● **Direction**: Reproduce nothing but the closing run of lines: the line with "form: x=689 y=352." and each line that follows it to the end of the data.

+===+

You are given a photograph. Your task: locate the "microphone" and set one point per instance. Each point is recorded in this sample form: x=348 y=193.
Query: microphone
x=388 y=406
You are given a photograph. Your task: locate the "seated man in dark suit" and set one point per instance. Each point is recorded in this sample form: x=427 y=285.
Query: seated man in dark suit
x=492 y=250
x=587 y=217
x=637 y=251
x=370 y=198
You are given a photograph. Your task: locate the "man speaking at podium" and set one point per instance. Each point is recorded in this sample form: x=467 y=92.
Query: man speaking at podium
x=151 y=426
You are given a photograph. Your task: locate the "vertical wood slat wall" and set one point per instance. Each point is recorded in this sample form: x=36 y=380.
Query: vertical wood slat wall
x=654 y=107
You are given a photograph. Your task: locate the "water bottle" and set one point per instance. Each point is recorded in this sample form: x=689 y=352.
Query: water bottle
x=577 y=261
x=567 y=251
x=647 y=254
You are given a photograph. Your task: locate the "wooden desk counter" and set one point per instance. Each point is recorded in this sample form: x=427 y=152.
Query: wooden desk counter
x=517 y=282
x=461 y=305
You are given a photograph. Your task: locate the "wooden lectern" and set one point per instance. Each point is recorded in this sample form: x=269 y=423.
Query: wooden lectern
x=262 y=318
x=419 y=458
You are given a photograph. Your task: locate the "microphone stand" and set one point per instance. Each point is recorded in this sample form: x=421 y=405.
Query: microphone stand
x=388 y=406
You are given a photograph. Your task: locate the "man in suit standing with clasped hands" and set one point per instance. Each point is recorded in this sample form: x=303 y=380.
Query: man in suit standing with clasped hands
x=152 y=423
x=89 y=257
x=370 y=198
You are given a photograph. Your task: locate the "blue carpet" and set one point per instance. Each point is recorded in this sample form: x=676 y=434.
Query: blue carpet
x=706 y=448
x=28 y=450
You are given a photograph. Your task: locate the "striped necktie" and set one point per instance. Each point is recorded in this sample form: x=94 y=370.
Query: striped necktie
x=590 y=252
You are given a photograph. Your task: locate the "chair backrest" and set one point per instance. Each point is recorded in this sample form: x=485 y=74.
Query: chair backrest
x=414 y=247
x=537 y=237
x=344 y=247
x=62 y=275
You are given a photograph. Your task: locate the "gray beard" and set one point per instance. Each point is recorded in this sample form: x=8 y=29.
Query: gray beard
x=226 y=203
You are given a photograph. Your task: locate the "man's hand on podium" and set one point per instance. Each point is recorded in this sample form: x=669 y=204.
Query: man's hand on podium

+===+

● **Expected output**:
You are given a photograph. Your task: locate the "water bottle" and set one point per instance. Each point is recorded in this sample form: x=689 y=352.
Query: water bottle
x=577 y=261
x=567 y=251
x=647 y=254
You are given a photograph. Your task: locate the "wooden desk counter" and set one point per instance. Each point is recorded in this sample form: x=427 y=152.
Query: wooden desk counter
x=517 y=282
x=461 y=305
You are given a photograph. Your task: locate the "wooden lectern" and set one point per instance. Each point is recorded in this sample form: x=269 y=423.
Query: wooden lectern
x=262 y=318
x=419 y=458
You are given a photograph. Your task: locate the "microphone stand" and set one point per instance. Each point is recorded in this sample form: x=421 y=405.
Query: microphone stand
x=388 y=406
You are given a photograph. Your task: locate the "man in suit standing with clasped hands" and set one point per instance. Each point is recorded in this sample form: x=303 y=380.
Query: man in suit standing with clasped hands
x=152 y=423
x=89 y=257
x=370 y=198
You are given a photograph. Your task: locate the "blue carpet" and set one point per instance. Each point is recorded in this sample form: x=676 y=434.
Query: blue carpet
x=706 y=448
x=28 y=450
You are given a photograph. Your task: locate the "striped necktie" and set one point per instance. Each point is recorded in this sample form: x=94 y=370.
Query: striped necktie
x=590 y=252
You are given a photograph. Your task: locate the "chair backrest" and set one point per instance. Each point is recorded in this sample form: x=485 y=74.
Query: chair backrest
x=414 y=247
x=537 y=237
x=344 y=247
x=62 y=275
You are given a photograph. Your task: locate the "gray beard" and set one point per instance. Each point is recorded in this sample form: x=8 y=29.
Query: gray beard
x=226 y=203
You are given a photograph. Your task: locate the "man's hand on podium" and set one point per instance. Each point is recorded in this sample form: x=669 y=204.
Query: man's hand on podium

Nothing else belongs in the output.